### Problem requirements
Repeat only the lines below from the one containing "Mark the green leaf with a point." through the one containing "Mark the blue t-shirt with a point.", inclusive, exactly as written.

### Input material
'''

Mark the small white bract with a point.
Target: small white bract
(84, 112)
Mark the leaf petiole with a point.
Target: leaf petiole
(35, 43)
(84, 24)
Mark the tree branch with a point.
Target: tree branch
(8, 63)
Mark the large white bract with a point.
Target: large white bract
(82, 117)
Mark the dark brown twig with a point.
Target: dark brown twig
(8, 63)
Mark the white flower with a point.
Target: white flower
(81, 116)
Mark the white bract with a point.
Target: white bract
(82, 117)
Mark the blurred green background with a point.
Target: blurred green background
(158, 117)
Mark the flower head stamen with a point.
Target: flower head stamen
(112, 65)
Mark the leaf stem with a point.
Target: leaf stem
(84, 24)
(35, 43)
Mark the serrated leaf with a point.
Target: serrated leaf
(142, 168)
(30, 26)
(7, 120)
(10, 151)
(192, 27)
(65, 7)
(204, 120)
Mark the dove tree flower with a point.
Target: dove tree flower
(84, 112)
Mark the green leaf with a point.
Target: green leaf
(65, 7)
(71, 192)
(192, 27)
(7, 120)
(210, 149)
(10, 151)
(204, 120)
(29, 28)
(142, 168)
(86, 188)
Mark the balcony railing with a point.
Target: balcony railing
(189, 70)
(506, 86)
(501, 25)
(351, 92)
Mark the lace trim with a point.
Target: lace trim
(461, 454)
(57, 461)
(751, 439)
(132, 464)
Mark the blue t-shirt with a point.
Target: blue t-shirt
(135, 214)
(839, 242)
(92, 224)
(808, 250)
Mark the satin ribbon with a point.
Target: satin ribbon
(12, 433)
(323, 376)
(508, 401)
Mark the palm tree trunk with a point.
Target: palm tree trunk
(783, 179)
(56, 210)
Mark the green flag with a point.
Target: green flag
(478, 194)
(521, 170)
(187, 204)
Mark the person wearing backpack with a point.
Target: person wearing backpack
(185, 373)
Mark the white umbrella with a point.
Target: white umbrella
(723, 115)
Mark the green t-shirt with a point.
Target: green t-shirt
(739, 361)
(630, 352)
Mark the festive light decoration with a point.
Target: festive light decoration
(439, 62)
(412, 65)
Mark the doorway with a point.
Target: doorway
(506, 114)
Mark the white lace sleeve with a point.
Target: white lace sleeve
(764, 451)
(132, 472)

'''

### Solution to this task
Mark the green leaf with a point.
Target: green leaf
(65, 7)
(71, 192)
(192, 27)
(7, 120)
(210, 149)
(10, 151)
(204, 120)
(29, 28)
(142, 168)
(86, 188)
Mark the balcony railing with a point.
Target: balcony railing
(189, 70)
(506, 86)
(501, 25)
(351, 92)
Mark the lace trim with a point.
Target: lace trim
(461, 454)
(57, 461)
(751, 439)
(132, 464)
Mark the blue t-shirt with a point.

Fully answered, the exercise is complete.